### Work instructions
Below are records to be reproduced exactly and in full.

### Material for this exercise
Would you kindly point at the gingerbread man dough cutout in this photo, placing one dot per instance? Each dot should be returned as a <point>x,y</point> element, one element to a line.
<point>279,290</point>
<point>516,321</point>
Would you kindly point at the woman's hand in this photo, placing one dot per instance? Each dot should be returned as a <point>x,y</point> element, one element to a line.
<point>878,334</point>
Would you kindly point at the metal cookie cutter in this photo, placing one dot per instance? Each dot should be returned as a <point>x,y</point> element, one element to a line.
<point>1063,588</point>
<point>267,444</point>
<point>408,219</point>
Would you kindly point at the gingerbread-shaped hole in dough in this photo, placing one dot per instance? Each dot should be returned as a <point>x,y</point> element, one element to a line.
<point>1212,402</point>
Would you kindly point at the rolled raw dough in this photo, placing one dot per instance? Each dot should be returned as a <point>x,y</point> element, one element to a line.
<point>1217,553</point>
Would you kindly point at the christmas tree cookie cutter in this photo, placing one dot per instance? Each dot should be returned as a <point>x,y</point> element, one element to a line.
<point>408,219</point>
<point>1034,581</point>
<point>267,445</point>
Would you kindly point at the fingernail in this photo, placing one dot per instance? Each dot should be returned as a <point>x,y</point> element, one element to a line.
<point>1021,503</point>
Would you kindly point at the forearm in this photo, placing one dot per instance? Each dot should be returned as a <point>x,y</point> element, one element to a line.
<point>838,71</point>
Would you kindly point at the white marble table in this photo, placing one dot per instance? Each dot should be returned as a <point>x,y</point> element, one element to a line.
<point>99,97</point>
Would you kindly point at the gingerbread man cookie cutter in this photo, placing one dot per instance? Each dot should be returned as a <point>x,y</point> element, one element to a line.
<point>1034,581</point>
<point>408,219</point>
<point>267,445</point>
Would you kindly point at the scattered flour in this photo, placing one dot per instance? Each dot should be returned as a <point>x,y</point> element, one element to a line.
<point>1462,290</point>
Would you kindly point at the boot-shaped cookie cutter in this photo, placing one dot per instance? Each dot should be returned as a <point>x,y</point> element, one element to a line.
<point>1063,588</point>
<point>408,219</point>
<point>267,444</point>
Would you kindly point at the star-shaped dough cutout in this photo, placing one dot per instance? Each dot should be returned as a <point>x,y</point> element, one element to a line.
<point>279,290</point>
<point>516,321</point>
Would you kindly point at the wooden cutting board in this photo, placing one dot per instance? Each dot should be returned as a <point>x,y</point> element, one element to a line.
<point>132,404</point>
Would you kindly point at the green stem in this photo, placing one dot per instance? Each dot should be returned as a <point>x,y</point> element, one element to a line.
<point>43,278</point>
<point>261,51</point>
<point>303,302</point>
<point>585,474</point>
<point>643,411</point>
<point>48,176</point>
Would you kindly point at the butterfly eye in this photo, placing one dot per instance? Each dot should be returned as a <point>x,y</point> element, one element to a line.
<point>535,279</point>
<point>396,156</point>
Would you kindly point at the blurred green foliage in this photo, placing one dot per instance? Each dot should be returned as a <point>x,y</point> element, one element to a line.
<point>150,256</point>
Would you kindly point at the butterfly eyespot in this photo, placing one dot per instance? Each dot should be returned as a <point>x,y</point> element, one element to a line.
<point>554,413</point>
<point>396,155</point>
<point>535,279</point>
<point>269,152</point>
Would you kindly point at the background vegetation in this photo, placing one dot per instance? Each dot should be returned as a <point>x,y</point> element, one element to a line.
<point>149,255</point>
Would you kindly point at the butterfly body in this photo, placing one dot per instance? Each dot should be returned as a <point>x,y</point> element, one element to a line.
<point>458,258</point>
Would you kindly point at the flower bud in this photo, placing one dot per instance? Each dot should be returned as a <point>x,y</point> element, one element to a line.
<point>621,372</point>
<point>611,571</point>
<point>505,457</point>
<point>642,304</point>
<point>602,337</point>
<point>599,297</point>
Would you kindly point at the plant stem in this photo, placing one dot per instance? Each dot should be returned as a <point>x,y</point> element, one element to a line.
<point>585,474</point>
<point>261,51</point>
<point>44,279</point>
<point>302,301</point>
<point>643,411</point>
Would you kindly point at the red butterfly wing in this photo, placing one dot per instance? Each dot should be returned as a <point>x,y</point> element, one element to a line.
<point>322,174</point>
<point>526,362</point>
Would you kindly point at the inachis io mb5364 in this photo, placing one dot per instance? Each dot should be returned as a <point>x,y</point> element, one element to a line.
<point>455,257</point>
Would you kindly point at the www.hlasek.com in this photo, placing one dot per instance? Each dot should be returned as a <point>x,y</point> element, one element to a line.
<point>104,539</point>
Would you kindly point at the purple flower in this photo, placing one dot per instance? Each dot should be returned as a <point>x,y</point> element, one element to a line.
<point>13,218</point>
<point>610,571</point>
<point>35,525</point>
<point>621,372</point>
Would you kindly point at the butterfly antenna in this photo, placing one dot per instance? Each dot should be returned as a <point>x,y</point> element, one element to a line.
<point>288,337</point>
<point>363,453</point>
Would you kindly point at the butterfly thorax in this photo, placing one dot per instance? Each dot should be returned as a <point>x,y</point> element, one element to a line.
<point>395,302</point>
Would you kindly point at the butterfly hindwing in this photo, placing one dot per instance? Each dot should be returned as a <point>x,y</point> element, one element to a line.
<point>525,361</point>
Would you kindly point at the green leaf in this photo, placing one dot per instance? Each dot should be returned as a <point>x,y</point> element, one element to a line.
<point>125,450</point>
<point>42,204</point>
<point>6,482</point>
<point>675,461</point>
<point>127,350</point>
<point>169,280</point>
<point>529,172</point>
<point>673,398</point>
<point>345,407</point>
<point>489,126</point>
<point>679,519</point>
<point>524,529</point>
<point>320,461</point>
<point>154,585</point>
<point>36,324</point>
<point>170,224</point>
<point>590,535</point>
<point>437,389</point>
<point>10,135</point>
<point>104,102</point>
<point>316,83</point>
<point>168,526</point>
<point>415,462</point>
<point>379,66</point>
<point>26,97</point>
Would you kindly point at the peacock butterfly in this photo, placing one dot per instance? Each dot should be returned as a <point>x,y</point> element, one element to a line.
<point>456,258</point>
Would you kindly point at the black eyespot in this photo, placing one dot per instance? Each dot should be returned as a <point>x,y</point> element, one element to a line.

### Answer below
Would you kindly point at the gingerbread man dough cutout in this photo, placing one dot per instance? Each dot should be returned as a <point>x,y</point> element, one element to a line.
<point>279,290</point>
<point>516,321</point>
Would you kindly point at the woman's hand in this photo, placing one dot per instance? Each dot should be returned as a <point>x,y</point> element, one element to a line.
<point>878,334</point>
Would you kindly point at the metal cookie cutter in this photo, placing one dot per instance? Each dot should be returned as a <point>x,y</point> element, one element to a line.
<point>1063,588</point>
<point>267,444</point>
<point>408,219</point>
Would you kindly point at the gingerbread-shaped hole in dough in this photo, placing one dot per instance? Each dot should be returned as a <point>x,y</point> element, one element to a line.
<point>1212,402</point>
Would you kindly point at the rolled raw dough in this photo, placing one dot per instance? Each dot should be returned as a <point>x,y</point> element, one element to a line.
<point>1217,553</point>
Would you kindly point at the christmas tree cookie cutter in this photo, placing one dot per instance? Each dot should be returned as a <point>x,y</point> element, one element to a line.
<point>408,219</point>
<point>1034,581</point>
<point>267,445</point>
Would you kindly point at the fingernail in this photo, placing one dot per instance? Each dot should be returned as a <point>x,y</point> element, one element to a line.
<point>1021,503</point>
Would you kindly point at the forearm in this photo, placing one dot per instance? Each dot should be returned as a <point>x,y</point> element, one element to a line.
<point>838,71</point>
Would you kindly point at the white marble table in this photo, placing one dot per instance? Each dot should be returned as a <point>x,y</point> element, one element to a line.
<point>99,97</point>
Would you kindly point at the gingerbread man cookie cutter in this photo, placing one dot per instance? Each dot should be returned as a <point>x,y</point> element, one element to a line.
<point>1034,581</point>
<point>408,219</point>
<point>267,445</point>
Would you kindly point at the scattered flour in this photo, placing one dot per instance? Each dot should be returned as a <point>x,y</point> element, one element to a line.
<point>1462,290</point>
Would you kindly point at the boot-shaped cookie cutter in this photo, placing one dot per instance? Each dot should be returned as a <point>x,y</point> element, one element to a line.
<point>1063,588</point>
<point>408,219</point>
<point>267,444</point>
Would you kindly point at the star-shaped dough cutout in this photo, placing one dot per instance? Each dot should be returned as a <point>x,y</point> element, one element to a line.
<point>279,290</point>
<point>516,321</point>
Would you kindly point at the wooden cutting board in this photo, placing one dot per instance? Each dot should be returned as a <point>x,y</point> element, one element to a line.
<point>132,404</point>
Would you kindly point at the green stem in this photo, placing one dot per instance? Each dot should be returned as a <point>x,y</point> element, one element to a line.
<point>43,278</point>
<point>261,51</point>
<point>303,302</point>
<point>585,474</point>
<point>643,411</point>
<point>48,176</point>
Would you kindly point at the butterfly eye in this photo, placing one dot per instance? Each dot should be returned as a <point>x,y</point> element, one element to a line.
<point>535,279</point>
<point>396,156</point>
Would you kindly point at the blurred green foliage in this photo, placing one dot per instance? Each dot should be returned as a <point>x,y</point> element, one element to a line.
<point>150,256</point>
Would you kindly point at the butterfly eyespot in this photo, placing one dot per instance? Each dot should be returned as a <point>x,y</point> element, one element to a line.
<point>554,413</point>
<point>396,155</point>
<point>535,279</point>
<point>269,152</point>
Would you kindly point at the background vegetation in this photo, placing one dot per instance? Each dot should be returned as a <point>x,y</point> element, one element to a line.
<point>149,255</point>
Would you kindly point at the butterfly body in this photo, placing one dot per instance? Each dot should be returned as a <point>x,y</point> element, one element to a line.
<point>458,258</point>
Would you kindly point at the flower bud in this photo, placing one dot per instance? Each dot should be returned as a <point>x,y</point> element, one element to a line.
<point>621,372</point>
<point>611,571</point>
<point>505,457</point>
<point>642,304</point>
<point>602,337</point>
<point>599,297</point>
Would you kindly point at the plant stem in this photo, placing one dot per instance? Each dot should be returned as a <point>x,y</point> element, one element to a line.
<point>585,474</point>
<point>261,51</point>
<point>44,279</point>
<point>302,301</point>
<point>643,411</point>
Would you kindly point at the red butterfly wing in this photo, placing one dot per instance? Each dot should be returned as a <point>x,y</point> element, one element to a line.
<point>322,174</point>
<point>526,362</point>
Would you kindly point at the inachis io mb5364 in this photo, placing one dot per instance? Each dot should be returned as a <point>x,y</point> element, one element to a line.
<point>455,257</point>
Would you kindly point at the www.hlasek.com in this photo, placing one dot per instance? Each dot should be returned as a <point>x,y</point> element, one element to a line.
<point>104,539</point>
Would you kindly point at the purple flower in this photo, placing one dot per instance? Each dot should be returned as a <point>x,y</point> element, one element to a line.
<point>13,218</point>
<point>610,571</point>
<point>35,525</point>
<point>621,372</point>
Would you kindly point at the butterfly antenna in this photo, placing one dot per instance? Each dot should be returned as a <point>x,y</point> element, one element to a line.
<point>288,337</point>
<point>363,453</point>
Would you kindly point at the butterfly thorax in this photo, placing one dot per instance? Each dot should be returned as a <point>x,y</point> element, one element to a line.
<point>395,302</point>
Would you kindly point at the butterfly hindwing in this photo, placing one dot per instance? Each dot should be returned as a <point>x,y</point> element, one element to a line.
<point>525,361</point>
Would you kindly point at the green leaf in this photo, placing one dot per instance? Each dot should be returned as a <point>x,y</point> element, one element to a line.
<point>125,450</point>
<point>42,204</point>
<point>6,482</point>
<point>675,461</point>
<point>127,350</point>
<point>169,280</point>
<point>529,172</point>
<point>673,398</point>
<point>345,407</point>
<point>489,126</point>
<point>679,519</point>
<point>524,529</point>
<point>320,461</point>
<point>154,585</point>
<point>36,324</point>
<point>170,224</point>
<point>590,535</point>
<point>437,389</point>
<point>10,135</point>
<point>104,102</point>
<point>316,83</point>
<point>168,526</point>
<point>415,462</point>
<point>379,66</point>
<point>26,97</point>
Would you kindly point at the peacock butterfly in this photo, placing one dot per instance? Each dot should be returned as a <point>x,y</point> element, one element to a line.
<point>456,258</point>
Would you kindly point at the black eyespot in this photo, placing one dot per instance? Each dot should be returned as a <point>x,y</point> element, one element to a line.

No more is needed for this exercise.